▶ **EXERCISE BRIEF**:
Give the entries again, word for word.

▶ **EXERCISE MATERIAL**:
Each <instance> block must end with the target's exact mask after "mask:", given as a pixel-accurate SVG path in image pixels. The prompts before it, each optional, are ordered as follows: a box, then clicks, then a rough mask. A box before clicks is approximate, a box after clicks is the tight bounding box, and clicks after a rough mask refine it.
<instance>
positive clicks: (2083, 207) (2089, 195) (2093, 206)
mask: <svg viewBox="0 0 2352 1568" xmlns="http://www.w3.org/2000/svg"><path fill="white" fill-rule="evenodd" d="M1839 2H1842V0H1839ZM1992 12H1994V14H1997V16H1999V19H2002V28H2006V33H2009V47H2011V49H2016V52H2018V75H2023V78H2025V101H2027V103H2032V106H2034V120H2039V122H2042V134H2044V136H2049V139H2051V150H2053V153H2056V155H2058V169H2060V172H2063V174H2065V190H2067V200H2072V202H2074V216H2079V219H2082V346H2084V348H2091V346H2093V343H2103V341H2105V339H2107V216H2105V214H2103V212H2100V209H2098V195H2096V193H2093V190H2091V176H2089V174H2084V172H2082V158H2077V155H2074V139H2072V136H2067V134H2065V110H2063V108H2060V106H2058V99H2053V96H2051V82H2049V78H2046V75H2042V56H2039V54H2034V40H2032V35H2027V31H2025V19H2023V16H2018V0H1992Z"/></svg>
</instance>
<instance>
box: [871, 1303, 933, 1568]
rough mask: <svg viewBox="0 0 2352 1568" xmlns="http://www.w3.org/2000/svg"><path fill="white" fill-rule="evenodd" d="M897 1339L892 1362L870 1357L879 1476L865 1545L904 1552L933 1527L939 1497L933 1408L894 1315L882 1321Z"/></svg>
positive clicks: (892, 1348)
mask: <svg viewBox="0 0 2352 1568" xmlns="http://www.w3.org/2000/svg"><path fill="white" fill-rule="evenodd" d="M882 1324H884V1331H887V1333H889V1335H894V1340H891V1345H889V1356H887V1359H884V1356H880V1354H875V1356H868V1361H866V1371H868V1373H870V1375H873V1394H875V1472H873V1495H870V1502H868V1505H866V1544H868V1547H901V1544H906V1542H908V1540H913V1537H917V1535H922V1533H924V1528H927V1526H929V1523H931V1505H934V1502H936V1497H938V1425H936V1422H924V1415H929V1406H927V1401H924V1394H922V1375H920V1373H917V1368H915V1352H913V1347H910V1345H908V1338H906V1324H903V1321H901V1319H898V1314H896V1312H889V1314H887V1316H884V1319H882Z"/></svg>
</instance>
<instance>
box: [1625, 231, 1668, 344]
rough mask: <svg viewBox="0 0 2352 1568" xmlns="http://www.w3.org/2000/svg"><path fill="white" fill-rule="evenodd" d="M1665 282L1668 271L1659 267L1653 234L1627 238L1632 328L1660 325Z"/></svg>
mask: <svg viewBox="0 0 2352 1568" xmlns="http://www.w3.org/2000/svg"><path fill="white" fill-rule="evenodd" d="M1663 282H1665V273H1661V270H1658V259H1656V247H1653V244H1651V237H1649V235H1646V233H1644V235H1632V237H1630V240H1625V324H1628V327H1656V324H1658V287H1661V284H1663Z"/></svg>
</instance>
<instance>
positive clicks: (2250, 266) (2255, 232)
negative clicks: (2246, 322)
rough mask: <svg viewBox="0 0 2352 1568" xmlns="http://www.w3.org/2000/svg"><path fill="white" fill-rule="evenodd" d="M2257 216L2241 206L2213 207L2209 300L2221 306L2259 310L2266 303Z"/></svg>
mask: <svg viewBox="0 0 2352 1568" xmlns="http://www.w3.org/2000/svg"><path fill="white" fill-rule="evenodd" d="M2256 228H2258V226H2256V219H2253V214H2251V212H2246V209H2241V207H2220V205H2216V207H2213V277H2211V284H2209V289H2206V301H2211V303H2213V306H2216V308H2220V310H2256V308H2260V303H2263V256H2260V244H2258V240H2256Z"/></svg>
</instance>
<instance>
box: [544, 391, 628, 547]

▶ **FINISHED EXERCISE**:
Each <instance> block must end with the target's exact mask after "mask:", given as a pixel-accurate SVG path in image pixels. The prompts before it, each optional, are ordered as follows: a box, then clicks, then a rough mask. A box before clicks is approximate, a box after clicks is the tight bounding box, and clicks after a rough mask refine it.
<instance>
positive clicks: (2083, 207) (2089, 195) (2093, 206)
mask: <svg viewBox="0 0 2352 1568" xmlns="http://www.w3.org/2000/svg"><path fill="white" fill-rule="evenodd" d="M1839 2H1842V0H1839ZM1992 12H1994V14H1997V16H1999V19H2002V28H2006V33H2009V47H2011V49H2016V52H2018V75H2023V78H2025V101H2027V103H2032V106H2034V120H2039V122H2042V134H2044V136H2049V139H2051V150H2053V153H2056V155H2058V169H2060V172H2063V174H2065V190H2067V200H2072V202H2074V216H2079V219H2082V346H2084V348H2091V346H2093V343H2103V341H2105V339H2107V216H2105V214H2103V212H2100V209H2098V195H2096V193H2093V190H2091V176H2089V174H2084V172H2082V158H2077V155H2074V139H2072V136H2067V134H2065V110H2063V108H2060V106H2058V99H2053V96H2051V82H2049V78H2046V75H2042V56H2039V54H2034V40H2032V35H2027V31H2025V19H2023V16H2018V0H1992Z"/></svg>
</instance>
<instance>
box: [871, 1303, 933, 1568]
rough mask: <svg viewBox="0 0 2352 1568" xmlns="http://www.w3.org/2000/svg"><path fill="white" fill-rule="evenodd" d="M897 1339L892 1362L870 1357L879 1476L865 1545L904 1552L933 1527L939 1497L933 1408L894 1315L882 1321Z"/></svg>
positive clicks: (892, 1348)
mask: <svg viewBox="0 0 2352 1568" xmlns="http://www.w3.org/2000/svg"><path fill="white" fill-rule="evenodd" d="M882 1324H884V1331H887V1333H889V1335H894V1340H891V1345H889V1356H887V1359H884V1356H880V1354H875V1356H868V1361H866V1371H868V1373H870V1375H873V1394H875V1472H873V1495H870V1502H868V1505H866V1544H868V1547H901V1544H906V1542H908V1540H913V1537H917V1535H922V1533H924V1528H927V1526H929V1523H931V1505H934V1502H936V1497H938V1425H936V1422H924V1415H929V1406H927V1401H924V1394H922V1375H920V1373H917V1368H915V1352H913V1347H910V1345H908V1338H906V1324H903V1321H901V1319H898V1314H896V1312H889V1314H887V1316H884V1319H882Z"/></svg>
</instance>
<instance>
box: [1625, 231, 1668, 344]
rough mask: <svg viewBox="0 0 2352 1568" xmlns="http://www.w3.org/2000/svg"><path fill="white" fill-rule="evenodd" d="M1665 282L1668 271L1659 267L1653 234L1627 238L1632 328L1660 325Z"/></svg>
mask: <svg viewBox="0 0 2352 1568" xmlns="http://www.w3.org/2000/svg"><path fill="white" fill-rule="evenodd" d="M1663 282H1665V273H1661V270H1658V259H1656V247H1653V244H1651V237H1649V235H1646V233H1644V235H1632V237H1630V240H1625V324H1628V327H1656V324H1658V287H1661V284H1663Z"/></svg>
</instance>
<instance>
positive clicks: (2250, 266) (2255, 232)
negative clicks: (2246, 322)
rough mask: <svg viewBox="0 0 2352 1568" xmlns="http://www.w3.org/2000/svg"><path fill="white" fill-rule="evenodd" d="M2257 216L2241 206L2213 207L2209 300L2221 306L2259 310L2266 303Z"/></svg>
mask: <svg viewBox="0 0 2352 1568" xmlns="http://www.w3.org/2000/svg"><path fill="white" fill-rule="evenodd" d="M2256 228H2258V226H2256V219H2253V214H2251V212H2246V209H2241V207H2220V205H2216V207H2213V277H2211V284H2209V289H2206V301H2211V303H2213V306H2216V308H2220V310H2256V308H2260V303H2263V256H2260V244H2258V240H2256Z"/></svg>
</instance>
<instance>
box: [544, 391, 628, 547]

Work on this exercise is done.